* [SOURCE DOCUMENT]
The History and Sociology of Science Department

is pleased to announce

the addition of two new members to its faculty:

Stephanie Dick

Sebastián Gil-Riaño

Stephanie Dick holds a Ph.D. from Harvard University in the History of Science.  She is a Junior Fellow in the Society of Fellows, Harvard University. Her research and teaching examine the history of mathematics and computing. Stephanie is working on a book titled After Math: Reasoning, Proving, and Computing in the Postwar United States, that explores transformations in the character of mathematical knowledge and practice that accompanied the introduction of computers to the work of proof, long considered a unique and exemplary feat of human reasoning. Stephanie will join us in July 2017.

* [YOUR TASKS]
1 – Rewrite the paragraph of the department announcement that begins "Stephanie Dick holds a Ph.D." as a bulleted list that keeps its main facts.
2 – List every activity named in the subtitle of the book mentioned in the department announcement.
3 – Continue the department announcement from its final sentence.
None of the rows are needed for this work.

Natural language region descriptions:
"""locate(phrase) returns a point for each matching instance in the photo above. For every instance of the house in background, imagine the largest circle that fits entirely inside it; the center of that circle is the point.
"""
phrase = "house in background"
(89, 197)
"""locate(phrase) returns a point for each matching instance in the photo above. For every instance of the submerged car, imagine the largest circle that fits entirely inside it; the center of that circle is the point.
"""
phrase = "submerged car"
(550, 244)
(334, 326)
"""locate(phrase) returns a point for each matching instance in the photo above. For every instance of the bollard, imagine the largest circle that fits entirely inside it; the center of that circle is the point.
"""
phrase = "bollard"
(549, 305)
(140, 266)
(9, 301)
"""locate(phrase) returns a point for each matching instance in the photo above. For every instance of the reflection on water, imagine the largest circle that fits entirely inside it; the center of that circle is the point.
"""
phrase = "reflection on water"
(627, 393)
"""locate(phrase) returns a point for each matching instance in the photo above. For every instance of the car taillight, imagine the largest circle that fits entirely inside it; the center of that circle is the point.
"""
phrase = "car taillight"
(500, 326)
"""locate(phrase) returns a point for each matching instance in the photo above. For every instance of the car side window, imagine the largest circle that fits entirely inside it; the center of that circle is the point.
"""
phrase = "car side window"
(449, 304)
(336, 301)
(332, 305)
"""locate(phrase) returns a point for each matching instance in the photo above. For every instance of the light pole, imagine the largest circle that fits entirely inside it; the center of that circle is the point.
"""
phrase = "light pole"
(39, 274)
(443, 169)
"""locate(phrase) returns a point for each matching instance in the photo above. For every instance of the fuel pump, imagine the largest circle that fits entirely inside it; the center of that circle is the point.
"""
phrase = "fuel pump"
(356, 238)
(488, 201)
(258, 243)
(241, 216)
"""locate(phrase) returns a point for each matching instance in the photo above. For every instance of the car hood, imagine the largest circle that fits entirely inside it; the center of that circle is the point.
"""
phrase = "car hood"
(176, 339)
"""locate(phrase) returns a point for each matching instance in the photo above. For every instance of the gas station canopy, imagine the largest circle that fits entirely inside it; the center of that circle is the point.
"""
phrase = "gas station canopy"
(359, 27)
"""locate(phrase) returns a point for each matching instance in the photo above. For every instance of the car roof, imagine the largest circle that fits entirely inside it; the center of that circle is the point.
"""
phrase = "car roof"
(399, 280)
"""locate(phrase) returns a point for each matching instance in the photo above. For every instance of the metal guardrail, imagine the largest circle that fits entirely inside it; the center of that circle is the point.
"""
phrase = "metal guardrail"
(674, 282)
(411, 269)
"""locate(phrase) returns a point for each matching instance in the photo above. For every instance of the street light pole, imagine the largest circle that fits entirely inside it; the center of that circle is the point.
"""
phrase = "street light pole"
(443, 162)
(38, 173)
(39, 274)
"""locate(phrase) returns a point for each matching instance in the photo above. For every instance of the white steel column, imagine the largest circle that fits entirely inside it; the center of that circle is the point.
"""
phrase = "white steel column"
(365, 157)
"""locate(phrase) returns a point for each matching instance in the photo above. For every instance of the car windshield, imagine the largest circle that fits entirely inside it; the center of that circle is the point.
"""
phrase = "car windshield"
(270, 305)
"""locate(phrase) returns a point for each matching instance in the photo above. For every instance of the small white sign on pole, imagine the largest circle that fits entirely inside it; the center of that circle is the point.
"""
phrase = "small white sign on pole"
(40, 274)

* [ANSWERS TO THE EXERCISE]
1 –
- Holds a Ph.D. in the History of Science from Harvard University
- Is a Junior Fellow in the Society of Fellows, Harvard University
- Researches and teaches the history of mathematics and computing
- Is writing a book, After Math: Reasoning, Proving, and Computing in the Postwar United States, on how mathematical knowledge and practice changed when computers were brought into the work of proof
- Will join the department in July 2017

2 –
- Reasoning
- Proving
- Computing

3 –
Sebastián Gil-Riaño holds a Ph.D. from the University of Toronto in the History and Philosophy of Science and Technology, and is currently a Postdoctoral Research Fellow at the University of Sydney.  His research and teaching examine the history of how scientific conceptions of human diversity have been assembled and contested and how the categories of race and sex become involved in the formation of knowledge and the making up of human identities.  Sebastian is completing a book titled Redemptive Journeys: Anti-Racism in Science During the Global Twentieth Century, which traces the transnational history of how scientists from Latin America, Australasia, Europe and North America overturned rigid biological conceptions of ‘race’ and crafted alternative sociocultural conceptions of human difference. Sebastián will join us in July 2016.